1990 U.S. Census LOOKUP

Mining a Mountain of Data

Deane W. Merrill
Nathan G. Parker
Harvard H. Holmes
Lawrence Berkeley National Laboratory
University of California
Berkeley CA 94720
[dwmerrill, ngparker, hhholmes]@lbl.gov

Chris Stuber
Valerie J. Gregg
U.S. Bureau of the Census
Washington DC 20233
[chris.stuber, vgregg]@census.gov

D-Lib Magazine, March 1996

ISSN 1082-9873


For those of us who are parents, it is rare and gratifying to be able to pull off a stunt that our children actually think is clever and useful. All the more so if we are engaged in intellectual research far removed from our children's interests. One of us (DM) recently had such an experience.

My daughter grew up in Holland (her mother and I were divorced when she was three). She recently arrived in the United States with her Chilean fiance, seeking a life style far from big cities - but with a racially diverse and youthful population, cheap land, and good job opportunities. She had a good atlas, maps from the AAA, and Chamber of Commerce brochures. From the Web, she had gotten information from local governments and commercial organizations. She and her fiance were ready to check out places firsthand, but they could not afford a lengthy Odyssey; they needed to quickly find a good place to live and work.

The day before their departure, she asked me for help. "We know the general area we want, but we don't know what route to take. The Web pages only talk about the tourist attractions and fabulous hotels where we can stay for $100 a night. Every brochure shows gorgeous scenery and smiling people saying their own city is the best place in the universe. The atlas tells me about total population and climate but nothing else."

I told her about 1990 U.S. Census LOOKUP. "I'm sorry I can't help you today, but you can figure it out yourself. Go to the LOOKUP home page at http://cedr.lbl.gov/cdrom/doc/lookup_doc.html. Summary Tape Files (STF) 3A and 1A have the data you need. Choose a state and then a few towns (places), using your atlas as a guide. Get the tables about age, race, and (Hispanic) ethnicity. LOOKUP can't tell you about current land values or salaries, but you can get a general idea from housing values and median rents in 1990, and from education and occupation."

I arrived home that evening too late to help her, but I was gratified to find pages of printouts that she had gleaned from LOOKUP. Penciled on the map was a route through the most interesting towns. The next morning, she and her fiance were on their way.

DATA SHOWN |
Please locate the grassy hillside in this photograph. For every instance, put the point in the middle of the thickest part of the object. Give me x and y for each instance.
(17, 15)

TASKS |
1. In the Census LOOKUP article, reproduce the passage starting at "ISSN 1082-9873" and ending at "such an experience.".
2. Which Summary Tape Files does the Census LOOKUP article say have the data the daughter needs?

EXPECTED RESPONSES |
1.
ISSN 1082-9873


For those of us who are parents, it is rare and gratifying to be able to pull off a stunt that our children actually think is clever and useful. All the more so if we are engaged in intellectual research far removed from our children's interests. One of us (DM) recently had such an experience.

2. Summary Tape Files (STF) 3A and 1A.